• Fragmento del texto:
La cultura del respeto es contagiosa. Los extranjeros que llegamos a Taiwán también terminamos “copiando” lo que hacen los taiwaneses; llegué hace más de 10 años y pienso en Guatemala: nosotros también podríamos ser el ejemplo que queremos ver en otros ciudadanos. ¿Qué pasaría si “nos pusiéramos las pilas”? Si aceptáramos que el cambio de Guatemala empieza desde nuestra burbuja: desde el voluntariado comunitario, desde el simple acto de devolver una billetera perdida, de ser puntuales, respetar el semáforo y siempre dar vía, de dejar de bocinar cuando no es necesario. Cada acto minúsculo puede tener un impacto enorme si todos nos comprometiéramos a hacer lo mismo.

• Extractos de datos:
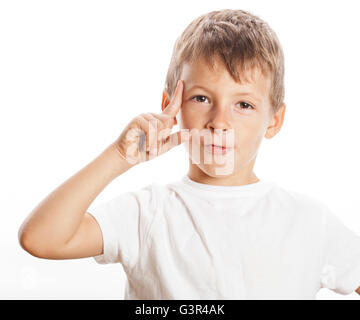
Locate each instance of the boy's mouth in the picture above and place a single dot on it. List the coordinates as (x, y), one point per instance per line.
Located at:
(217, 149)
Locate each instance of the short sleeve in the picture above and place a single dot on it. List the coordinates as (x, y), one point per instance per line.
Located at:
(124, 222)
(341, 268)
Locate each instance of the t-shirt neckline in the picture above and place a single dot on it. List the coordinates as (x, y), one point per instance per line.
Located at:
(252, 189)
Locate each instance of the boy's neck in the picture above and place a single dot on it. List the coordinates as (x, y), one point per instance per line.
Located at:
(243, 177)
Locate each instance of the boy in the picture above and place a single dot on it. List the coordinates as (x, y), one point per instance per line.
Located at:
(219, 232)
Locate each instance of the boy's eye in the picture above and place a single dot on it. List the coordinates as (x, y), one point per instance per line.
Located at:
(244, 105)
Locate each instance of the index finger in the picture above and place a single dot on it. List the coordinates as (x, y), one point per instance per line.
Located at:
(174, 105)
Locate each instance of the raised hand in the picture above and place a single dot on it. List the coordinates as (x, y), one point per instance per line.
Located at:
(149, 134)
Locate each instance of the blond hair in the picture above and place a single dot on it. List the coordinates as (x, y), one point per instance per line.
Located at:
(240, 39)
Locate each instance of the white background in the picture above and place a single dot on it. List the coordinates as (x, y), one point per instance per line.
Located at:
(74, 73)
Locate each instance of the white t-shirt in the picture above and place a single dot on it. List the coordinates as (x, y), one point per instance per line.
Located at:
(188, 240)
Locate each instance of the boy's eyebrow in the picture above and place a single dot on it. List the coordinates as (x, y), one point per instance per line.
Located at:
(240, 93)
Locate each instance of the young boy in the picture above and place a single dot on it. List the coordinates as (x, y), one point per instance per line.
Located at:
(218, 232)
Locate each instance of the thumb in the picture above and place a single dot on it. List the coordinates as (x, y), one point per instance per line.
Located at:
(176, 138)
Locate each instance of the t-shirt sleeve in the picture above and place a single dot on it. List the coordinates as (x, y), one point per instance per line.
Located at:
(124, 222)
(341, 268)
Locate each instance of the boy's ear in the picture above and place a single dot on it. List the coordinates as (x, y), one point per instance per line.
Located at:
(276, 122)
(165, 101)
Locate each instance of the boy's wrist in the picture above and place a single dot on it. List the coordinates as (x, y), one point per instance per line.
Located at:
(120, 163)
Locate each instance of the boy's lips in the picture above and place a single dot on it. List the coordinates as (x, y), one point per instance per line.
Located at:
(216, 149)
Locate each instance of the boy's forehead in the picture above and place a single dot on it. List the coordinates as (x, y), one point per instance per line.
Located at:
(200, 73)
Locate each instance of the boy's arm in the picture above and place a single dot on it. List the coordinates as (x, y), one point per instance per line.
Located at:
(59, 227)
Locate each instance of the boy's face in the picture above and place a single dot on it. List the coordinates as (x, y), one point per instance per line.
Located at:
(224, 112)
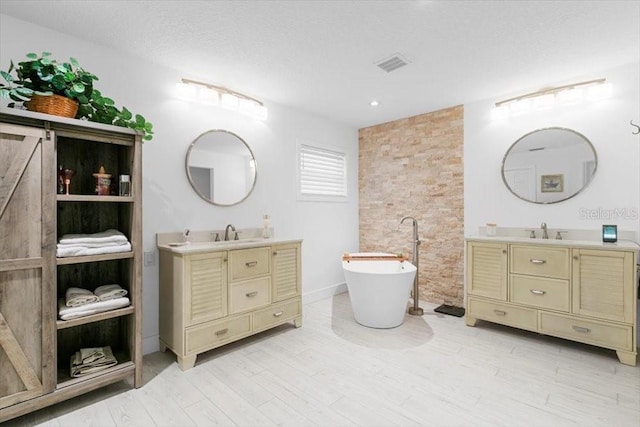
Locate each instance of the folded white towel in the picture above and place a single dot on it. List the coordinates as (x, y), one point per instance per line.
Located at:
(91, 355)
(89, 360)
(89, 245)
(75, 297)
(69, 313)
(102, 237)
(63, 251)
(107, 292)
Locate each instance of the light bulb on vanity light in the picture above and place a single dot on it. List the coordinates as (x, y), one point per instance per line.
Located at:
(598, 92)
(186, 91)
(229, 100)
(543, 102)
(246, 106)
(208, 96)
(571, 96)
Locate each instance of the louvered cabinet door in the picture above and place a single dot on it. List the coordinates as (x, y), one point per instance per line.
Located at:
(603, 284)
(487, 270)
(286, 271)
(206, 289)
(27, 239)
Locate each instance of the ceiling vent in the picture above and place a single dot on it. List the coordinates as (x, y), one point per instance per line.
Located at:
(392, 63)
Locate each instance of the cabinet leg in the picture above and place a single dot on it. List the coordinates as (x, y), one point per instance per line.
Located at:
(626, 357)
(470, 321)
(187, 362)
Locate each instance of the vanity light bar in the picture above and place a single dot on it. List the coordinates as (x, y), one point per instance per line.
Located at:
(219, 95)
(552, 90)
(549, 97)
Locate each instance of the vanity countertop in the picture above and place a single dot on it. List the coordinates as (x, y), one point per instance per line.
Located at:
(196, 247)
(587, 244)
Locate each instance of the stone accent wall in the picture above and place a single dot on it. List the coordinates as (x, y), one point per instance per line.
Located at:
(414, 167)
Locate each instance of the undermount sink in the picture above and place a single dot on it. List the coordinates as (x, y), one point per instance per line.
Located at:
(213, 244)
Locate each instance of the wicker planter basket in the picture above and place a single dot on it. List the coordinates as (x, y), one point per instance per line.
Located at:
(54, 104)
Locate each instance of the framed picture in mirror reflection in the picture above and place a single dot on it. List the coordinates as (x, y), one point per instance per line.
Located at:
(552, 183)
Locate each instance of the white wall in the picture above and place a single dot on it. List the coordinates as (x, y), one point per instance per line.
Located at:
(616, 184)
(169, 203)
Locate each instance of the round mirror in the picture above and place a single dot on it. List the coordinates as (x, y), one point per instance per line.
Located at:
(221, 167)
(549, 165)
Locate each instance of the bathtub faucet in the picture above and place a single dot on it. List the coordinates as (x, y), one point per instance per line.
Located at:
(416, 239)
(415, 310)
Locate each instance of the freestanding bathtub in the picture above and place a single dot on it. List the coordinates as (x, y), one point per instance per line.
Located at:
(379, 290)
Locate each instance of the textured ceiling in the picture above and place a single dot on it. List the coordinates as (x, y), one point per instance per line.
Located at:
(320, 56)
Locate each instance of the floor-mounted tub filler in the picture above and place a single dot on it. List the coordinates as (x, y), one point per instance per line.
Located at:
(379, 287)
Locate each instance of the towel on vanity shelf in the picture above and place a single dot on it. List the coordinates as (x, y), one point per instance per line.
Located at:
(75, 297)
(89, 245)
(107, 292)
(76, 250)
(109, 236)
(70, 313)
(89, 360)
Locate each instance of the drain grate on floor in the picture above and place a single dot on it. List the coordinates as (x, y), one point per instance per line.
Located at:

• Ejercicios:
1. Muestra cada fila que contenga la palabra "wicker", distinguiendo entre mayúsculas y minúsculas.
2. Continúa el texto sobre la cultura del respeto a partir de su última oración.
El texto sobre la cultura del respeto y las filas proceden de fuentes distintas.

• Resultados por tarea:
1.
Locate each instance of the wicker planter basket in the picture above and place a single dot on it. List the coordinates as (x, y), one point per instance per line.

2.
La sociedad taiwanesa no esperó que alguien más arreglara las cosas, ¿por qué los chapines seguimos esperando? Convirtamos el respeto, la educación y la participación ciudadana en símbolos de orgullo, no en algo fuera de lo común. Taiwán no cambió por suerte; cambió porque su gente decidió hacerlo. Guatemala también puede hacerlo si todos decidimos dejar de quejarnos y empezar a construir una nueva realidad para nuestro país. ¿Cómo? Empezando por ser ese cambio, siendo los que piensan y actúan distinto, los que transforman las conversaciones en acciones, invitando a sus amigos a imaginar una Guatemala diferente y a construirla juntos. Y siendo nosotros mismos los policías de Guatemala, como aquel taiwanés que me recordó que no podía montar bicicleta en esa calle.